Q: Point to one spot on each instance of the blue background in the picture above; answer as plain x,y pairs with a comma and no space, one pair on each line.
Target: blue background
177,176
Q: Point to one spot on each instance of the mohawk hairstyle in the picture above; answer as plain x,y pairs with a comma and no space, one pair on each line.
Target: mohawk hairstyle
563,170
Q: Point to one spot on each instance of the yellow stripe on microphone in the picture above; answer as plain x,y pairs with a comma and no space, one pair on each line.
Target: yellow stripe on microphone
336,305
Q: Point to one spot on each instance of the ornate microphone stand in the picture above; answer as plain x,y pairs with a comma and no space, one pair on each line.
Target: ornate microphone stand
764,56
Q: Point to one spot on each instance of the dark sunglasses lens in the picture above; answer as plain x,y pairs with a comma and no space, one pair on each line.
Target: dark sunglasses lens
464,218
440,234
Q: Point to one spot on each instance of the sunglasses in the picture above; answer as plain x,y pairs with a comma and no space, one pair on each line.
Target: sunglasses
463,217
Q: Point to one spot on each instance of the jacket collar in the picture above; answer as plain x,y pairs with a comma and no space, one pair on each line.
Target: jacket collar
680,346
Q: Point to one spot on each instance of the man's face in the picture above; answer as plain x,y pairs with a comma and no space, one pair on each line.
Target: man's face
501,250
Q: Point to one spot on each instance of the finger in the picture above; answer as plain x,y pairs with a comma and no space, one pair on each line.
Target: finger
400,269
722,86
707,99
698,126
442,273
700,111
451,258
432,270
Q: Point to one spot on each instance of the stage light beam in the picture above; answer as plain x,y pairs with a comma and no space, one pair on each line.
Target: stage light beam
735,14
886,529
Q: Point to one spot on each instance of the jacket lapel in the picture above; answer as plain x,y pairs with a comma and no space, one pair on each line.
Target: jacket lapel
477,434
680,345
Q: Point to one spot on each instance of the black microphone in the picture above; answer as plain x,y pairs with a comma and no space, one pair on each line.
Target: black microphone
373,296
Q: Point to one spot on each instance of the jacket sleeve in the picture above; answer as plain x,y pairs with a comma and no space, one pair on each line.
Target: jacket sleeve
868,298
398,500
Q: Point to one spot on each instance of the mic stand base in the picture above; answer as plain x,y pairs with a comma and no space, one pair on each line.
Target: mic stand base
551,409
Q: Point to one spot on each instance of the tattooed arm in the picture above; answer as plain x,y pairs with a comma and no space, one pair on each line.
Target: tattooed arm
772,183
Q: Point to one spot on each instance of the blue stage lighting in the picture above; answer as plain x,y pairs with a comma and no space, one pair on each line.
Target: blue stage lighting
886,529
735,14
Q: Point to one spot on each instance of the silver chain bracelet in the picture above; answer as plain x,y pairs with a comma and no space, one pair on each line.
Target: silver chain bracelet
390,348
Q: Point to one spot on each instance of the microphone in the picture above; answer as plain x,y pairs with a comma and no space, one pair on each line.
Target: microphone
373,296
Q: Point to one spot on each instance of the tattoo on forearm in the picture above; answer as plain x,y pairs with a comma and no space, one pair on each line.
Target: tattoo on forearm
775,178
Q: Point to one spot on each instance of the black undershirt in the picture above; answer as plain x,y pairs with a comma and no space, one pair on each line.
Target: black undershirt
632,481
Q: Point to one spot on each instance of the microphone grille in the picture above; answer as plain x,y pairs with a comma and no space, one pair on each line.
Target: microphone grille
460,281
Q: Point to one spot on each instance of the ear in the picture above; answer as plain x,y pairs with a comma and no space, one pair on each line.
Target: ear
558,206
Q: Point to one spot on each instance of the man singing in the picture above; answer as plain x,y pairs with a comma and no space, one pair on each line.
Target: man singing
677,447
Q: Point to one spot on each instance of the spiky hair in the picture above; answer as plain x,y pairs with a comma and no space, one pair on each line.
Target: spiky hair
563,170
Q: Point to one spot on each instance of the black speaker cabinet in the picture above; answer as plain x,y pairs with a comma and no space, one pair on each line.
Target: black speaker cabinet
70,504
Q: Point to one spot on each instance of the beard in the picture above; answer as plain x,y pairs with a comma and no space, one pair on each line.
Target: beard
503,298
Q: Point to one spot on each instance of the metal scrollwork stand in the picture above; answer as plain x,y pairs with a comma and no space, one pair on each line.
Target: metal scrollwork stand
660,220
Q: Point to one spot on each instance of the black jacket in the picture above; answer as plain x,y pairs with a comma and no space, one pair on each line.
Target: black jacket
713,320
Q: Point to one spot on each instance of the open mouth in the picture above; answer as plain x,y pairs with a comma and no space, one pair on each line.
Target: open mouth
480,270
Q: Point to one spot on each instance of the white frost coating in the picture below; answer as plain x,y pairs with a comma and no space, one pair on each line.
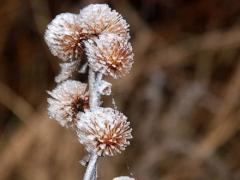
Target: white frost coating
123,178
63,37
67,70
104,88
99,18
104,131
109,55
66,101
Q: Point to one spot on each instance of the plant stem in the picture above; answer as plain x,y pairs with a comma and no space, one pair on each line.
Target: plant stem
91,173
94,102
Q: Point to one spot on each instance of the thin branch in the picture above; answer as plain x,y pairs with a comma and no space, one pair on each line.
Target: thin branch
91,173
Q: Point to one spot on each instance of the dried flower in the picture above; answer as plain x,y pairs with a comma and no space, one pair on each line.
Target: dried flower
67,70
104,88
99,18
110,55
64,37
67,100
104,131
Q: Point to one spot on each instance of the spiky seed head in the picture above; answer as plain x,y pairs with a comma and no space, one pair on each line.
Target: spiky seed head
67,100
99,18
110,55
104,131
64,37
67,70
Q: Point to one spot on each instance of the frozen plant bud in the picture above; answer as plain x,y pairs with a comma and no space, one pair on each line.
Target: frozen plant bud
99,18
104,88
123,178
64,37
104,131
109,55
66,101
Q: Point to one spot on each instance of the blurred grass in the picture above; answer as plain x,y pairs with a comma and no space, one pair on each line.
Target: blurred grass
182,96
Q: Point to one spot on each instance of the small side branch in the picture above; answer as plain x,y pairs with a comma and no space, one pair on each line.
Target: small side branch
91,172
94,99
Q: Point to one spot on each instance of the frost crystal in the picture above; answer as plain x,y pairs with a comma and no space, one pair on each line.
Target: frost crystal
104,131
64,35
99,18
109,55
66,101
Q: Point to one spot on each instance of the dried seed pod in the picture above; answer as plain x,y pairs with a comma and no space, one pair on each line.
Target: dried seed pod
99,18
104,88
67,101
104,131
67,70
64,37
109,55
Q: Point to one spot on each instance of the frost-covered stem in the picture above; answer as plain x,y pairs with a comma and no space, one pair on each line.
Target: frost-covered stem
94,101
94,96
91,173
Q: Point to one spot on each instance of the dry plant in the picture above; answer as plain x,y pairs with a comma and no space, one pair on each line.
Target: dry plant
101,34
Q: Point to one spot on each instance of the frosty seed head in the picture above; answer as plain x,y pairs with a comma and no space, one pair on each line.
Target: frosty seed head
109,55
66,101
64,37
99,18
104,131
67,70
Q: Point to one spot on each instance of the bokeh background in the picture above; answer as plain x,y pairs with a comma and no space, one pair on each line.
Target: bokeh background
182,95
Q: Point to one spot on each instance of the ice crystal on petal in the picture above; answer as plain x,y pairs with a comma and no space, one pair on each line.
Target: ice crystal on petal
67,100
64,37
104,131
99,18
110,55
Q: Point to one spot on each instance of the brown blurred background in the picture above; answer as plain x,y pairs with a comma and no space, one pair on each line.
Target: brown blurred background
182,95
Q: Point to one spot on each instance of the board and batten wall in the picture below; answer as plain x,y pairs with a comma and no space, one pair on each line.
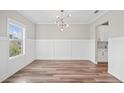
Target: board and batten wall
10,66
115,42
73,43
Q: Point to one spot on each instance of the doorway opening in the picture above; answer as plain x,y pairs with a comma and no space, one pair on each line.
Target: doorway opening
101,52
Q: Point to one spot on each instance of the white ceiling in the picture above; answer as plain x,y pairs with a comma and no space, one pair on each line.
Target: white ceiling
49,16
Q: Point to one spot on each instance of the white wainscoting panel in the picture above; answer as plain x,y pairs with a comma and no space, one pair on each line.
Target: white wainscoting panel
116,57
44,49
15,64
62,49
80,49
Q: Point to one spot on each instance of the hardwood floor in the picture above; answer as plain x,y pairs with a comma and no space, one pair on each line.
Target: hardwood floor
56,71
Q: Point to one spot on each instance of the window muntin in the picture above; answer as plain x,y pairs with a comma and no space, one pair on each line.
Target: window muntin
16,39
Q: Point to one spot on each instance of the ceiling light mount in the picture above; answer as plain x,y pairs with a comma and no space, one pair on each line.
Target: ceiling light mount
61,20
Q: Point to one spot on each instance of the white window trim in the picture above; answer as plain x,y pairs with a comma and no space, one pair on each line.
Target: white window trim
24,31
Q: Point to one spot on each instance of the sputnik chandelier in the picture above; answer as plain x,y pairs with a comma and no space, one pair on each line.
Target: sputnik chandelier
61,20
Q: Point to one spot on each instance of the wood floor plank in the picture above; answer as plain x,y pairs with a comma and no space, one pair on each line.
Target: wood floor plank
63,71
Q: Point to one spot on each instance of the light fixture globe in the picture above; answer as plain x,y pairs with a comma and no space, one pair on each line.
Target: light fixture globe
61,20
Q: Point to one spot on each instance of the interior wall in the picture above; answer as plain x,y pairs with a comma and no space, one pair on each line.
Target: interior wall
115,41
73,43
10,66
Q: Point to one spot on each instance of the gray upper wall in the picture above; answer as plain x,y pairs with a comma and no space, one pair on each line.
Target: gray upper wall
116,24
4,14
51,31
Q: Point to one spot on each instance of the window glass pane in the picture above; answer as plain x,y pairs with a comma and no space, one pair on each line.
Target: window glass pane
16,39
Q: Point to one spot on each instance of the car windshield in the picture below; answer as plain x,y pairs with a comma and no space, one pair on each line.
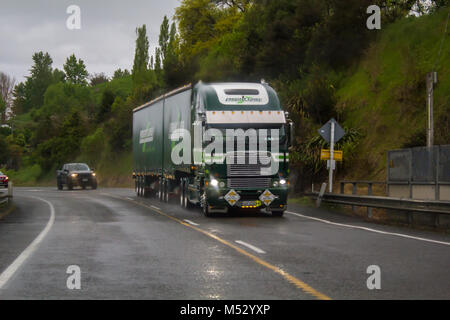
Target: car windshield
78,167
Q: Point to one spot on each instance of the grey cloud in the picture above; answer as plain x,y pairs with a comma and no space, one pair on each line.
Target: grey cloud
105,42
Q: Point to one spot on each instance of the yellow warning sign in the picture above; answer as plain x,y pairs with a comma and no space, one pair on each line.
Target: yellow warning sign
338,155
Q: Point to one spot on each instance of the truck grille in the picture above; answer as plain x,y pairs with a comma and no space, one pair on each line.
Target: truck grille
238,183
245,164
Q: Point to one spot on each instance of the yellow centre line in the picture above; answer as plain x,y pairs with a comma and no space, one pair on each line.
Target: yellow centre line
290,278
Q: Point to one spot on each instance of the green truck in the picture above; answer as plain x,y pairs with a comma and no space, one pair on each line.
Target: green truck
218,146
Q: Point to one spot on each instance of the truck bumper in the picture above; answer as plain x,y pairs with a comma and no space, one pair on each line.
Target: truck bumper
━━━━━━━━━━
**Prompt**
Quote every line of the items word for word, from the line containing "Q: Point to one spot on each instance of the grey" through the final line of the items.

**Solution for this problem**
Q: Point to one spot on each instance of the grey cloud in the picture above; answer as plain x,y pairs with a comma and no space, one pair on each line.
Target: grey cloud
105,42
Q: Point to one spot on each instance of the yellow warning sign in the picture above; answer as plain x,y pairs with a comma and no space, one pair on each line.
Target: yellow warning sign
338,155
Q: Point to one spot on each instance of the truck grille in the picture above; answer as plain x,y pairs with a comma and no space, one pair on each line.
Target: truck grille
238,183
245,164
Q: Point to one spot on each instance of the yellow centre line in the picture above; answer as plain x,y pairs with a comma and no space, one pair on each line.
Target: yellow centre line
290,278
Q: Point to one spot on each instance of the green truck in the picture above; answer as plain x,y pairs with a comma and no space, one pair on each line.
Target: green truck
218,146
Q: Point to one spot on each instance of the truck bumper in the picture above; answer as plain x,y pairs with a comma and no space, one pair on each line.
Target: truck bumper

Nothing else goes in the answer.